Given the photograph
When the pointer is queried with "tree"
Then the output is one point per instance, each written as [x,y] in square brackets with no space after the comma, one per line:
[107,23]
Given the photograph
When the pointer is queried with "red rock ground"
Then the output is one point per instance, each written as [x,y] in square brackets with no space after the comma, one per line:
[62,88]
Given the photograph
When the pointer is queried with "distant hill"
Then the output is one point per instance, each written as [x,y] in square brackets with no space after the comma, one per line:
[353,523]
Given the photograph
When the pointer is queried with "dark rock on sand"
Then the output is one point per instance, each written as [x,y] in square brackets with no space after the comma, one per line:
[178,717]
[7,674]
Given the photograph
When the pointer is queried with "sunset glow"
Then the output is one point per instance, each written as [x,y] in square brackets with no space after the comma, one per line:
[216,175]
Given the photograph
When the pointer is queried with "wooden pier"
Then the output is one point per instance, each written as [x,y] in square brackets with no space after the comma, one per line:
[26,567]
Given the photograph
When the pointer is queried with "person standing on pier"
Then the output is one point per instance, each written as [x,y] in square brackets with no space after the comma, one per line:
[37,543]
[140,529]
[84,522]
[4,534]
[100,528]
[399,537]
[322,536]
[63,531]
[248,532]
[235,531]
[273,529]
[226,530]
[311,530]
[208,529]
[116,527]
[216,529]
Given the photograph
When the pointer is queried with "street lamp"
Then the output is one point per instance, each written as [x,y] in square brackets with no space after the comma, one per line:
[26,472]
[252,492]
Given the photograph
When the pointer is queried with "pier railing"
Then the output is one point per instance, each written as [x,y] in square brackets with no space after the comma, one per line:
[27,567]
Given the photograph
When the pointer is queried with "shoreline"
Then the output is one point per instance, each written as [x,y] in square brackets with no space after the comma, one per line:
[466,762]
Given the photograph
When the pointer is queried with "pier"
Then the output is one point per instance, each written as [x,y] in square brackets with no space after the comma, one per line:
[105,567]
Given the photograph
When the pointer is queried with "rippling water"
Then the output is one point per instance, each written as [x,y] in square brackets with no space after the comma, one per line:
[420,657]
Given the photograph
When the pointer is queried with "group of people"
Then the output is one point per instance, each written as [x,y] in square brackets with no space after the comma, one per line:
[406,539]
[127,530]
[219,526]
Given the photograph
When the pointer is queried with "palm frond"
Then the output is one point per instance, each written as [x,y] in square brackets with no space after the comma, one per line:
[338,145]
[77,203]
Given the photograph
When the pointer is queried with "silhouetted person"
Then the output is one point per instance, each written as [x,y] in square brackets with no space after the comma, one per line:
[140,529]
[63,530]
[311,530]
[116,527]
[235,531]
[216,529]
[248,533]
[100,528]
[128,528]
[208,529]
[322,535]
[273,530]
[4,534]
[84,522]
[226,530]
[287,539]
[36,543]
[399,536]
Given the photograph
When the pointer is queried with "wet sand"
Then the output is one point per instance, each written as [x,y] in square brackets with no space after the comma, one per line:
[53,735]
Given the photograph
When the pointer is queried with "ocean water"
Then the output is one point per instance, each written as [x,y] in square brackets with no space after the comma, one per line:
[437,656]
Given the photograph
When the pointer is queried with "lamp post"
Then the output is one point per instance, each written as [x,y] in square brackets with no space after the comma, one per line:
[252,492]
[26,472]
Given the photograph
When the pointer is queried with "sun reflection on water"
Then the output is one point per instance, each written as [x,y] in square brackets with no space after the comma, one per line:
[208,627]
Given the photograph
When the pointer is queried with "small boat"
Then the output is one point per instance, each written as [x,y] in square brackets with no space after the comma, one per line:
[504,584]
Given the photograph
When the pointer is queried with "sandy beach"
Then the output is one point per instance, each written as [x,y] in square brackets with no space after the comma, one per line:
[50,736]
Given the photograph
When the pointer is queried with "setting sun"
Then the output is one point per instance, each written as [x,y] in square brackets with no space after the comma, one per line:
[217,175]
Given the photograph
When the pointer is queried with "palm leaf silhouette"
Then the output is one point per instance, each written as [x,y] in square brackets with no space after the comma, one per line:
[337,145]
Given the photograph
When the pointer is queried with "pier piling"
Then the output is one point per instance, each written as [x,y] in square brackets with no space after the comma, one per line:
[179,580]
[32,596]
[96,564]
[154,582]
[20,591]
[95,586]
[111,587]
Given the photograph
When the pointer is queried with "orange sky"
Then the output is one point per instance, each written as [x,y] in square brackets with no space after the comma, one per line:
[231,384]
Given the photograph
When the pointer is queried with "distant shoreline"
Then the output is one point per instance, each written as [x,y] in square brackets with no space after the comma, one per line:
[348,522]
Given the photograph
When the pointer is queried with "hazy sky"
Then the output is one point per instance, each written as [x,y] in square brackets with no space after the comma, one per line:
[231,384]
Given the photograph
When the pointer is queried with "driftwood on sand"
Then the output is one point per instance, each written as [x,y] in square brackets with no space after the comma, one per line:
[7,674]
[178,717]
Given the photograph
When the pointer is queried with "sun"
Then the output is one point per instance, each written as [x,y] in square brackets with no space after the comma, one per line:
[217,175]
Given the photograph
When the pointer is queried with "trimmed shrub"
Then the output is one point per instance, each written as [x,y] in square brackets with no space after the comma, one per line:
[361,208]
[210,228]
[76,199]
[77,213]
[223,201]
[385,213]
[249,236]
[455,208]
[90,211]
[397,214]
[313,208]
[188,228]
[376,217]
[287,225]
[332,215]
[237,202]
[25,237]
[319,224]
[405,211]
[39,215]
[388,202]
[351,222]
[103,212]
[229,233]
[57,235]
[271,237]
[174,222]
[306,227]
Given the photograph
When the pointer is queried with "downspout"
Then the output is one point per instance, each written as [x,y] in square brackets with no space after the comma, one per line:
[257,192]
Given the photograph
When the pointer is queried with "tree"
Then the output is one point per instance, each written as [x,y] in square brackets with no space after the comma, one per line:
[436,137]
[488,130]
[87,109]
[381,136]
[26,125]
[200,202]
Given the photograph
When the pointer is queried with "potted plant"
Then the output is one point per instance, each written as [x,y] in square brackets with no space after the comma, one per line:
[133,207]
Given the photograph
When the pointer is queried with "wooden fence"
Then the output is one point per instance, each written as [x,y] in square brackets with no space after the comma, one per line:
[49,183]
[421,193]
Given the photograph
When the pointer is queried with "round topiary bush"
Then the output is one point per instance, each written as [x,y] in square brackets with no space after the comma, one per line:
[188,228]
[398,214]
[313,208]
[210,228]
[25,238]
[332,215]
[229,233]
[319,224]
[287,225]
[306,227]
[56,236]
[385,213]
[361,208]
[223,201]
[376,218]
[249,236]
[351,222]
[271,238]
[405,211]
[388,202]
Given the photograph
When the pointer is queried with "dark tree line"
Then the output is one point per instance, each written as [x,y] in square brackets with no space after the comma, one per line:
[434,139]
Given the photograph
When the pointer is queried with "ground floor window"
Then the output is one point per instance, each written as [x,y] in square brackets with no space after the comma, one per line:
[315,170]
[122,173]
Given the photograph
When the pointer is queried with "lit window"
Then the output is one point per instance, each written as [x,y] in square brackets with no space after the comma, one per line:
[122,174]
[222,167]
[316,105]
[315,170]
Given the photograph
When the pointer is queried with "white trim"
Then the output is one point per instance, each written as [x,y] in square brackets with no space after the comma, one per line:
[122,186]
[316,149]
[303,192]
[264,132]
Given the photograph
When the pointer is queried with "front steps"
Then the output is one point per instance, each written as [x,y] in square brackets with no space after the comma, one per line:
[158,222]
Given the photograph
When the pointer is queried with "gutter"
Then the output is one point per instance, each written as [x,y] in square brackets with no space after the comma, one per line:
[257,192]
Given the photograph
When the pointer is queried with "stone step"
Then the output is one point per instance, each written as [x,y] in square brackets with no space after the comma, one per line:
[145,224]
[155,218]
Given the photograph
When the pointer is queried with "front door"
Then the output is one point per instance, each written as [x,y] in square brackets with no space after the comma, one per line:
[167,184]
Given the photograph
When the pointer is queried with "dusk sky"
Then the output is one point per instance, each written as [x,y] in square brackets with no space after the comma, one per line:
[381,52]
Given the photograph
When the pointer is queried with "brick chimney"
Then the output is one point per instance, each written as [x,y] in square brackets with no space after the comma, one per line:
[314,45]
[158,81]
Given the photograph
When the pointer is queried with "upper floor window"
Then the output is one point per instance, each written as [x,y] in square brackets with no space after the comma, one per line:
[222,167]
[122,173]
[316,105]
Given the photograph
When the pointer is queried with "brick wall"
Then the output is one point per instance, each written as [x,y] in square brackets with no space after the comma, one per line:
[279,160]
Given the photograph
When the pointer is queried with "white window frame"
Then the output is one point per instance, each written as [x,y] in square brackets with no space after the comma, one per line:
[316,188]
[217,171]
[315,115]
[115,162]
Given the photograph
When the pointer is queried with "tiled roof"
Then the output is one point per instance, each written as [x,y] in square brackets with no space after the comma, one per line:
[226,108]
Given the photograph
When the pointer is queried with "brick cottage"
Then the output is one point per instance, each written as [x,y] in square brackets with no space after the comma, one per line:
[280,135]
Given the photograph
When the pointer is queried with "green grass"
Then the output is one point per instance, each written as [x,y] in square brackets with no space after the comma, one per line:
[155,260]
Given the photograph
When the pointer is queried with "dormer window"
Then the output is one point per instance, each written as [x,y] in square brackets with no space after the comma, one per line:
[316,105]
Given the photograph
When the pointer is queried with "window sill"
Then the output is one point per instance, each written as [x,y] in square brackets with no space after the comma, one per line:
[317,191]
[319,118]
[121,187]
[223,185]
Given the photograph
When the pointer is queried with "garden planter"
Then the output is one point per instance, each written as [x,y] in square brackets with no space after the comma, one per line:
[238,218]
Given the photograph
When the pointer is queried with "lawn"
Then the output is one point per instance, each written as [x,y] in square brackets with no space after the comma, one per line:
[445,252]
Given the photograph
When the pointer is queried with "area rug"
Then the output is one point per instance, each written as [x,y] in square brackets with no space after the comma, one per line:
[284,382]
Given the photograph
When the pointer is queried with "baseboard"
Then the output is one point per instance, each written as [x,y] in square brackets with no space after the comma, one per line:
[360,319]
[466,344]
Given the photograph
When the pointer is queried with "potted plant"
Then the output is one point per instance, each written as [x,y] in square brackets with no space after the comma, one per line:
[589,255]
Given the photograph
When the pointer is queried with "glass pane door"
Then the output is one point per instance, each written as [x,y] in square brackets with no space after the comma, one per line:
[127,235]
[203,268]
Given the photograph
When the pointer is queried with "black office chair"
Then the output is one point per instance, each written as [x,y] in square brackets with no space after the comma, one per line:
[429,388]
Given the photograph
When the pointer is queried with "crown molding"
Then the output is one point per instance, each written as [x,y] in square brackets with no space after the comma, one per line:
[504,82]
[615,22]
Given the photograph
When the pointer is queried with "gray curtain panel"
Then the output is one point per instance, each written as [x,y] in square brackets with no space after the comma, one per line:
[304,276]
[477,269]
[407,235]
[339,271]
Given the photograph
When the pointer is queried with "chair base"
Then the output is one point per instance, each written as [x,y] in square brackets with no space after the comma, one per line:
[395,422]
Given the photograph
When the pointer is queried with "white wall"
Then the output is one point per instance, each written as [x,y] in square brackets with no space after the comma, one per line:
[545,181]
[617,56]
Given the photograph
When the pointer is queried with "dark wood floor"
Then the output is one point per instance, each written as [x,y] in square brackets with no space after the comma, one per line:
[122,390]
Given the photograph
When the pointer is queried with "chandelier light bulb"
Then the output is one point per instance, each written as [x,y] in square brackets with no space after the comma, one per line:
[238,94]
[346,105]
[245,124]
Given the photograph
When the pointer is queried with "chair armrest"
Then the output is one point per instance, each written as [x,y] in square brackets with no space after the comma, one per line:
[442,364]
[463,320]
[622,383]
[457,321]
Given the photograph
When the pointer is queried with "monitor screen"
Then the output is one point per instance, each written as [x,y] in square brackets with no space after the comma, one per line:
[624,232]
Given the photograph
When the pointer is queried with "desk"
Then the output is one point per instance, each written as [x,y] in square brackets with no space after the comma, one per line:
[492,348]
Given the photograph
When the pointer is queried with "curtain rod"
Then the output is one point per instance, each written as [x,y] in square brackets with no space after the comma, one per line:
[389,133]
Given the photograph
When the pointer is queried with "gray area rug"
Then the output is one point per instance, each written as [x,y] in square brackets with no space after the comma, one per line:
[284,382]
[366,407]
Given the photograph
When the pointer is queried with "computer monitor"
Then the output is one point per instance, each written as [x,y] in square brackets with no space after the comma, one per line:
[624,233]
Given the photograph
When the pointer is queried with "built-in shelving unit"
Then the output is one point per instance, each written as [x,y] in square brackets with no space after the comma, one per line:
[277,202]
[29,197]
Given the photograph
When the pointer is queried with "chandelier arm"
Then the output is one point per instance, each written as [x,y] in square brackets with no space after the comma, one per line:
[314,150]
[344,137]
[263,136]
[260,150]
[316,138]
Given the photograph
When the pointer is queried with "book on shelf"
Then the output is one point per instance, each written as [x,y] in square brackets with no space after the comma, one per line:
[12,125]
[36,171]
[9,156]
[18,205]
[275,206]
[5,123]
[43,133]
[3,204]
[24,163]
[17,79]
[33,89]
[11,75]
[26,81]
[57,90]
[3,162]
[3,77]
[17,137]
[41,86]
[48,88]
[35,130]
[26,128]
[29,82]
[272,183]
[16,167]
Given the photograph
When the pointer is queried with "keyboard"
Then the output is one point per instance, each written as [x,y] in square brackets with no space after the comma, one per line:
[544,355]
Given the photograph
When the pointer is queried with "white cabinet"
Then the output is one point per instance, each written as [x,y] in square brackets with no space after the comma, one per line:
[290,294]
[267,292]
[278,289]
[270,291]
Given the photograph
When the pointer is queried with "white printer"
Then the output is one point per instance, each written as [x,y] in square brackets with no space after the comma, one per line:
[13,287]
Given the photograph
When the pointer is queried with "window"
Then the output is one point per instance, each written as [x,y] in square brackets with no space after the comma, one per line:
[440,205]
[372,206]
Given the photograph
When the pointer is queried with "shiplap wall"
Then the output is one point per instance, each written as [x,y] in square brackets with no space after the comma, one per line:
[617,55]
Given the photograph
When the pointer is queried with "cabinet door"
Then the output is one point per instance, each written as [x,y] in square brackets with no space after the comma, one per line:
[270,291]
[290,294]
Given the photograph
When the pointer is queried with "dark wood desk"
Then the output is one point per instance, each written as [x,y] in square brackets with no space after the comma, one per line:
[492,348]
---------------
• **Stated goal**: Copy out every line of the data above that contains the word "area".

• **Finished task**:
When the pointer is queried with "area rug"
When the pointer is queried with "gray area rug"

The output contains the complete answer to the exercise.